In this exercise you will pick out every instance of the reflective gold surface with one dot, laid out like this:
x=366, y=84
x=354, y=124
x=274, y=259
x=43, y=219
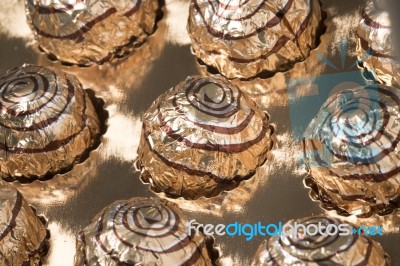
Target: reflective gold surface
x=280, y=196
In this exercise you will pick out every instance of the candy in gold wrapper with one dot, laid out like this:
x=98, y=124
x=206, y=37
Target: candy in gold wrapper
x=87, y=32
x=202, y=137
x=375, y=45
x=351, y=151
x=244, y=38
x=47, y=123
x=142, y=231
x=327, y=249
x=23, y=235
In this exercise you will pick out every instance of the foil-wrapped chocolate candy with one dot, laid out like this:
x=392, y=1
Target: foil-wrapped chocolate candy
x=87, y=32
x=142, y=231
x=202, y=137
x=244, y=38
x=319, y=249
x=23, y=235
x=351, y=151
x=375, y=45
x=47, y=123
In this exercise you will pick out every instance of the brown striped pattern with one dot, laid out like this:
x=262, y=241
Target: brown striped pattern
x=33, y=99
x=141, y=230
x=357, y=127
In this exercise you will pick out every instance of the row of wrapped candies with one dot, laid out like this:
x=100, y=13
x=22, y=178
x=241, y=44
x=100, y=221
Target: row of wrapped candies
x=212, y=123
x=151, y=231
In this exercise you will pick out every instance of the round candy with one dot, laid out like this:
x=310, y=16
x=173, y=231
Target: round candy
x=145, y=231
x=199, y=136
x=86, y=32
x=23, y=235
x=47, y=123
x=375, y=45
x=350, y=150
x=243, y=38
x=327, y=249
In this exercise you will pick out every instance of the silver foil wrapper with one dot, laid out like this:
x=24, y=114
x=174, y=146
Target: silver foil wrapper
x=375, y=44
x=244, y=38
x=202, y=137
x=23, y=235
x=47, y=123
x=351, y=151
x=315, y=250
x=142, y=231
x=87, y=32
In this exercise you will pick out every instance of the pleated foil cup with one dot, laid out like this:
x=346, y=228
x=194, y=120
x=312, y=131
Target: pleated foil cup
x=23, y=235
x=87, y=32
x=143, y=231
x=202, y=137
x=375, y=45
x=47, y=123
x=351, y=151
x=334, y=249
x=243, y=39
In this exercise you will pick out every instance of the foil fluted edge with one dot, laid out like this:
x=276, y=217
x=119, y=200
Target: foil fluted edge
x=48, y=123
x=182, y=148
x=23, y=237
x=91, y=32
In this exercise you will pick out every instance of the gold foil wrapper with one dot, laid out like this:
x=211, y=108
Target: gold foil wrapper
x=130, y=70
x=319, y=249
x=350, y=151
x=142, y=231
x=242, y=40
x=375, y=45
x=87, y=32
x=23, y=235
x=48, y=123
x=202, y=137
x=228, y=202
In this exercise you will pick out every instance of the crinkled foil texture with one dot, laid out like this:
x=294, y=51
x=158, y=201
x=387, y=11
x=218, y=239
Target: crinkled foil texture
x=320, y=250
x=141, y=231
x=23, y=236
x=351, y=150
x=375, y=45
x=47, y=122
x=86, y=32
x=243, y=38
x=202, y=137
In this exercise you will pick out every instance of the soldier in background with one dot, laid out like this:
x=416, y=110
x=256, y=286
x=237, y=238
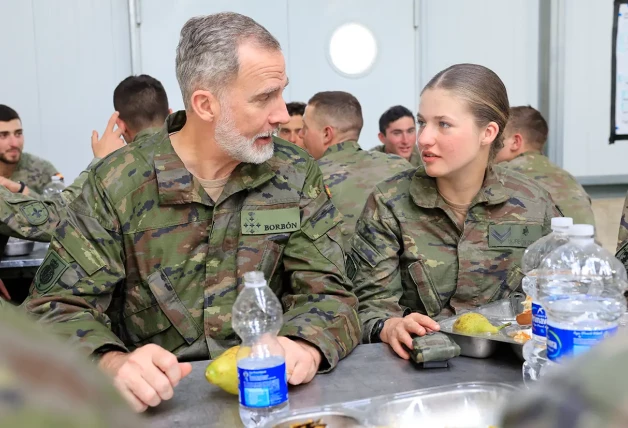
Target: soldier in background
x=449, y=235
x=397, y=133
x=141, y=107
x=20, y=172
x=331, y=128
x=146, y=266
x=524, y=139
x=291, y=131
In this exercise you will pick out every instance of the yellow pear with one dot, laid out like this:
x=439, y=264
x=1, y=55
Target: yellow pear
x=223, y=371
x=474, y=323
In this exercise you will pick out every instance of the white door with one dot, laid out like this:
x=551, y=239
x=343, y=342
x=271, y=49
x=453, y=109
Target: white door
x=390, y=80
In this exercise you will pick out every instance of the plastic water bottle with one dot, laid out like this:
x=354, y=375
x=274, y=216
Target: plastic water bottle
x=581, y=288
x=263, y=381
x=55, y=186
x=534, y=349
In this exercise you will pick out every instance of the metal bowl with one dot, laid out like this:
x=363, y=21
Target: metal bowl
x=331, y=418
x=462, y=405
x=18, y=247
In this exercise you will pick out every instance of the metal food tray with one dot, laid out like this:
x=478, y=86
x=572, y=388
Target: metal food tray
x=484, y=345
x=462, y=405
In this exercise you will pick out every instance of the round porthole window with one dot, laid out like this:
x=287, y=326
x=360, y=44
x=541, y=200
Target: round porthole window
x=352, y=50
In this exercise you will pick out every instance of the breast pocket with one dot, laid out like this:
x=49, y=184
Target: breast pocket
x=509, y=285
x=261, y=253
x=166, y=321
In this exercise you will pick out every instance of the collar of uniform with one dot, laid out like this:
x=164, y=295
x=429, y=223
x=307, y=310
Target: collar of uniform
■ ■ ■ ■ ■ ■ ■
GIVEN TASK:
Starting at the line containing "the round porthole" and ending at the end of the listing, write those lines out again, requests included. Scale the x and y coordinates in the answers by 0.2 and round them to whole numbers, with halves rounded up.

PROBLEM SOLUTION:
In this exercise you will pick out every instance of the round porthole window with one dot, laid out like this:
x=287, y=326
x=360, y=44
x=541, y=200
Target: round porthole window
x=70, y=10
In this exercise you will pick out every instance of the breast pocket with one dot, laid out like this:
x=49, y=184
Target: breast pocket
x=102, y=57
x=52, y=51
x=33, y=64
In this exercise you will pick out every instance of the collar of uniform with one dot, laid out like this:
x=164, y=295
x=429, y=223
x=307, y=310
Target: collar of uniform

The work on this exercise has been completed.